YARN-4906. Capture container start/finish time in container metrics. 
Contributed by Jian He.


Project: http://git-wip-us.apache.org/repos/asf/hadoop/repo
Commit: http://git-wip-us.apache.org/repos/asf/hadoop/commit/b41e65e5
Tree: http://git-wip-us.apache.org/repos/asf/hadoop/tree/b41e65e5
Diff: http://git-wip-us.apache.org/repos/asf/hadoop/diff/b41e65e5

Branch: refs/heads/YARN-3368
Commit: b41e65e5bc9459b4d950a2c53860a223f1a0d2ec
Parents: 21eb428
Author: Varun Vasudev <vvasu...@apache.org>
Authored: Wed Apr 6 13:41:33 2016 +0530
Committer: Varun Vasudev <vvasu...@apache.org>
Committed: Wed Apr 6 13:41:33 2016 +0530

----------------------------------------------------------------------
 .../container/ContainerImpl.java                | 22 ++++++++++++++++++++
 .../monitor/ContainerMetrics.java               | 18 ++++++++++++++++
 .../containermanager/TestAuxServices.java       |  2 +-
 .../container/TestContainer.java                | 11 ++++++++++
 4 files changed, 52 insertions(+), 1 deletion(-)

▶ [Data lines]:
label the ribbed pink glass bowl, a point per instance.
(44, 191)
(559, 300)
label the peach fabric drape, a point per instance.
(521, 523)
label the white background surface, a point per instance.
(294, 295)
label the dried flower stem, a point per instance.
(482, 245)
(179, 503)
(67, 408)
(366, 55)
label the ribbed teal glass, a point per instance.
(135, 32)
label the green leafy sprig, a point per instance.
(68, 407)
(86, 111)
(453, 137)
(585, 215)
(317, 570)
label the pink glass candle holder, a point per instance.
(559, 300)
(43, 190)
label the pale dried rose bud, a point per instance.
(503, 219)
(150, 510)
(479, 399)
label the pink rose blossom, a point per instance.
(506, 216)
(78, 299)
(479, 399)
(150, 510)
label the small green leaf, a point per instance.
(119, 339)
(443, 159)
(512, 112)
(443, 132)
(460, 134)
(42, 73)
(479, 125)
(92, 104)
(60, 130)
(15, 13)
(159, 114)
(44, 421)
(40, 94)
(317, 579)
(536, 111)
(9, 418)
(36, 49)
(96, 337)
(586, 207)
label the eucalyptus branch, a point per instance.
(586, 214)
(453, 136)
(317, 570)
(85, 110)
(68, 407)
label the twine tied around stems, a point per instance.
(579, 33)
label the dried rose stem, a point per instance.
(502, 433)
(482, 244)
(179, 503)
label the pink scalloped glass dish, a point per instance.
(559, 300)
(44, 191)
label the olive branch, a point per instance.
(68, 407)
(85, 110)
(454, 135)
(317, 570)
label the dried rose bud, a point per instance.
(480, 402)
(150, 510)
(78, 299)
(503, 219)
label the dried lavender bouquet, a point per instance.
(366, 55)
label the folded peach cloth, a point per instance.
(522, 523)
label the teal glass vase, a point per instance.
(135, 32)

▶ [List of tasks]:
1. List the four file names that appear in the change summary of the commit notice.
2. For each statement, say whether the commit notice agrees with it, answering yes or no and quoting the deciding words: (a) the author and the committer are the same person; (b) the change was contributed by Varun Vasudev; (c) the change removes two lines.
3. Please copy the commit notice word for word, beginning at the words "Branch: refs/heads/YARN-3368" and stopping after the words "insertions(+), 1 deletion(-)".

▶ [Answer list]:
1.
ContainerImpl.java
ContainerMetrics.java
TestAuxServices.java
TestContainer.java

2.
(a) Yes: "Author: Varun Vasudev" and "Committer: Varun Vasudev".
(b) No: "Contributed by Jian He."
(c) No: "1 deletion(-)".

3.
Branch: refs/heads/YARN-3368
Commit: b41e65e5bc9459b4d950a2c53860a223f1a0d2ec
Parents: 21eb428
Author: Varun Vasudev <vvasu...@apache.org>
Authored: Wed Apr 6 13:41:33 2016 +0530
Committer: Varun Vasudev <vvasu...@apache.org>
Committed: Wed Apr 6 13:41:33 2016 +0530

----------------------------------------------------------------------
 .../container/ContainerImpl.java                | 22 ++++++++++++++++++++
 .../monitor/ContainerMetrics.java               | 18 ++++++++++++++++
 .../containermanager/TestAuxServices.java       |  2 +-
 .../container/TestContainer.java                | 11 ++++++++++
 4 files changed, 52 insertions(+), 1 deletion(-)